[start]

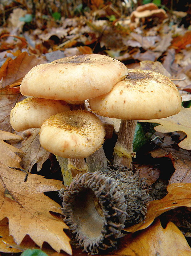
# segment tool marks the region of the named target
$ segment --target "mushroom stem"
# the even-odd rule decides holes
[[[133,151],[133,141],[136,120],[121,120],[117,141],[114,148],[114,165],[126,167],[132,169],[132,158],[135,157]]]
[[[86,163],[88,166],[88,171],[90,172],[99,171],[102,167],[107,166],[107,159],[103,147],[87,157]]]

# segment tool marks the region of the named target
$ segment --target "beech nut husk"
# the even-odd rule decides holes
[[[64,221],[77,244],[91,254],[116,246],[125,226],[144,219],[148,196],[128,169],[87,172],[60,191]]]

[end]

- Exercise directions
Reproduce all of the records above verbatim, leaving out the pictures.

- Answer to the task
# segment tool marks the region of the named target
$ segment --target "mushroom stem"
# the even-odd rule decides holes
[[[133,151],[133,141],[136,120],[121,120],[117,141],[114,148],[114,165],[126,167],[132,169],[132,158],[135,157]]]
[[[86,163],[88,166],[88,171],[90,172],[99,171],[102,167],[107,166],[107,159],[103,147],[87,157]]]

# segment tool marks the region of the named target
$ segment --target "beech nut husk"
# the even-odd rule decides holes
[[[64,221],[77,244],[91,254],[116,246],[125,226],[144,219],[148,196],[128,169],[87,172],[60,191]]]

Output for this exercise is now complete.